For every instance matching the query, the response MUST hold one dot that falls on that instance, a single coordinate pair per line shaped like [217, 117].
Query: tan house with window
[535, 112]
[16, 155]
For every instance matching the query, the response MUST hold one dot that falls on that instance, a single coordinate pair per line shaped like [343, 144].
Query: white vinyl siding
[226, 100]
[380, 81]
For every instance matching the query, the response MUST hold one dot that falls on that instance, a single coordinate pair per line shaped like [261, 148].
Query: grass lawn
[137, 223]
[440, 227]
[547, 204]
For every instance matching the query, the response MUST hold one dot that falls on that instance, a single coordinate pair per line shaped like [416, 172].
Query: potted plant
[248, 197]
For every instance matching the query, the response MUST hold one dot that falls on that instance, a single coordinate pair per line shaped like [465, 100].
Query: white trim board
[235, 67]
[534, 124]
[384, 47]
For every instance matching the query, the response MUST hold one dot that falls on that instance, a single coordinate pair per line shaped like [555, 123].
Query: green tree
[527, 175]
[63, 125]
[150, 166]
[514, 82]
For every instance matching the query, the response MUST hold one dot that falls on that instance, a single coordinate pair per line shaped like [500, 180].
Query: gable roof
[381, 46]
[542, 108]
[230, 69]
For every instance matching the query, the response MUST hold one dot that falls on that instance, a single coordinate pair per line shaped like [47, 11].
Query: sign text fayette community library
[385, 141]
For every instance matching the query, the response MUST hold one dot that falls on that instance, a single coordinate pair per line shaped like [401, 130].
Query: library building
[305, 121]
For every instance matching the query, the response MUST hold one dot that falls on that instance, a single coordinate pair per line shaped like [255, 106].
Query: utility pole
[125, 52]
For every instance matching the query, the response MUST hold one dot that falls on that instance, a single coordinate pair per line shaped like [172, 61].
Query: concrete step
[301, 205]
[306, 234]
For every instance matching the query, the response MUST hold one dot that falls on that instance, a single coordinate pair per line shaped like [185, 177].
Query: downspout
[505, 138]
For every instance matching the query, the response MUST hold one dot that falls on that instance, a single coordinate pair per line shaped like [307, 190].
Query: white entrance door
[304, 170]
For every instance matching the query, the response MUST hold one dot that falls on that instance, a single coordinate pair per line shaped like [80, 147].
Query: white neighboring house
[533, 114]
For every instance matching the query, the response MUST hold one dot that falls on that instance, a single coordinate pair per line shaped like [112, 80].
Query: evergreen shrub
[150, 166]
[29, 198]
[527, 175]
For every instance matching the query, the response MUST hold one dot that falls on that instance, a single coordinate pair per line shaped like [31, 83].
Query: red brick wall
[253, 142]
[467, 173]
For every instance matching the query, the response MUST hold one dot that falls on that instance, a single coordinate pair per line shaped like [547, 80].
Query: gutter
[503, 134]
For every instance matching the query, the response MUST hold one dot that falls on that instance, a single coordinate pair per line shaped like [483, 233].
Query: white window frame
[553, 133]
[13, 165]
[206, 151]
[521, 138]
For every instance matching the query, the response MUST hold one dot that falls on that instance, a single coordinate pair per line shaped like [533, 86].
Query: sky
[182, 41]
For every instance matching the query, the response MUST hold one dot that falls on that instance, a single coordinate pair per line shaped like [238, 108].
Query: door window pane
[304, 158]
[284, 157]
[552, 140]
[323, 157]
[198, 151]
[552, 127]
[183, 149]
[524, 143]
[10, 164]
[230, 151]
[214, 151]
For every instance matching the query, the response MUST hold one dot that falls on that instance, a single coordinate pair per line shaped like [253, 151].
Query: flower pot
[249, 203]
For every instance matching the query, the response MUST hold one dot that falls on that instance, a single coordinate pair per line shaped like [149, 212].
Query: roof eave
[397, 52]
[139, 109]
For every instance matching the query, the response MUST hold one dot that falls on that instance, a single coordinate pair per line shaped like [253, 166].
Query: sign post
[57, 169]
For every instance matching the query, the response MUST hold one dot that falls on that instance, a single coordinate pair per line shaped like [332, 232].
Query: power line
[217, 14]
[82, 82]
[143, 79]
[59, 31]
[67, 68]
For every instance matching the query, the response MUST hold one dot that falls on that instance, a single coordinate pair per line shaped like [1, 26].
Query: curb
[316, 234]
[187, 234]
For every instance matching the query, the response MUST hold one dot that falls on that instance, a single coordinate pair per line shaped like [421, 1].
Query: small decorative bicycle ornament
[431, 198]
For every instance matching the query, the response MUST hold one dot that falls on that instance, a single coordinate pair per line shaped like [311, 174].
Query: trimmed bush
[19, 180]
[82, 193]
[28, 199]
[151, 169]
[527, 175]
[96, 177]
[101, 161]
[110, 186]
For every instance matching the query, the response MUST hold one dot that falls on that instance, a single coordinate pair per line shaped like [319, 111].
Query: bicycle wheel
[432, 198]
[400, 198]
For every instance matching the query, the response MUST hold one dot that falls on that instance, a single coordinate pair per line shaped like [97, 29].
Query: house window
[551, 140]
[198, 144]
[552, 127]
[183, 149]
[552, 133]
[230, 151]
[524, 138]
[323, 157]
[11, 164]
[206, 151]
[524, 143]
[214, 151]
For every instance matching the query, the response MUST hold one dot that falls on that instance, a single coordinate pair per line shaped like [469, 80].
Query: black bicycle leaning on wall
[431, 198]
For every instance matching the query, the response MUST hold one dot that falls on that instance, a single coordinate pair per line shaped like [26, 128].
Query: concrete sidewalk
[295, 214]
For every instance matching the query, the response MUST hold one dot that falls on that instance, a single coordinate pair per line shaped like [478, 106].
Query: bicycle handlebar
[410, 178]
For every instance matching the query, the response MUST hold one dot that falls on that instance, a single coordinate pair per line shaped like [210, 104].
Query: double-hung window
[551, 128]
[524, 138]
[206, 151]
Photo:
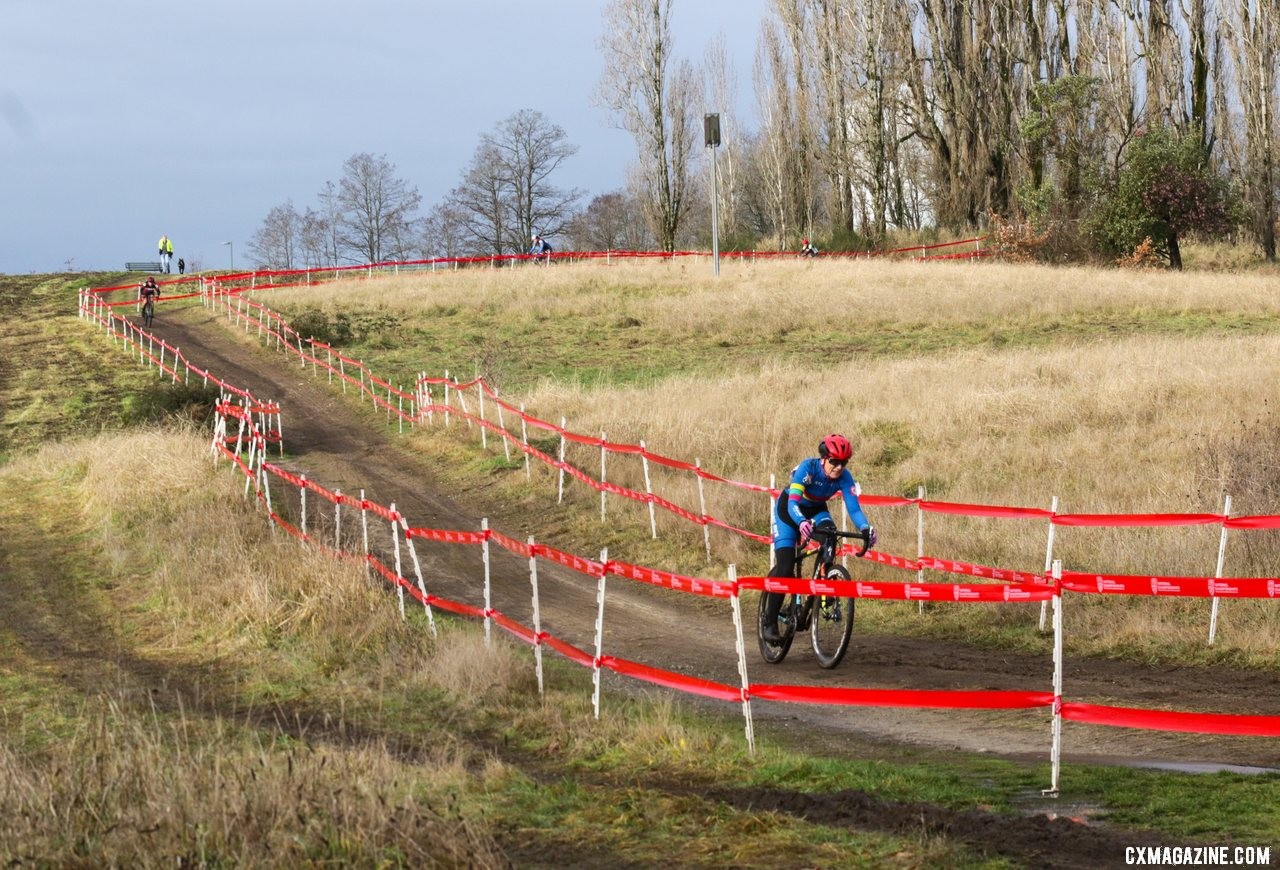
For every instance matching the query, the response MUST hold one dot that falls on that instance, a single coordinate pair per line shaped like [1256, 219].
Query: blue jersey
···
• _OBJECTIVE_
Scale the answer coordinates by 2.1, rounding to whole numbers with halves rounded up, and write out every line again in full. Begin at the line that has "like [478, 106]." and stop after the last line above, leaving the pictures out.

• _ANSWER TO THE PROBLEM_
For every instance matching the query, the response MUST hold one dot that falls on that instance, a single coordinate pair per line shaped like [478, 106].
Query: bicycle handlebar
[861, 374]
For every instance matching the query, the response MUST hold one dot that falls on that instance, a single coordinate pair per line shaped like [210, 104].
Query: double-hung window
[1157, 269]
[1100, 290]
[433, 317]
Photo:
For every instance matching the query, the response MUST hold one dot that falls on that instance, a single coordinate pair per line shaped like [1256, 219].
Query: blue jersey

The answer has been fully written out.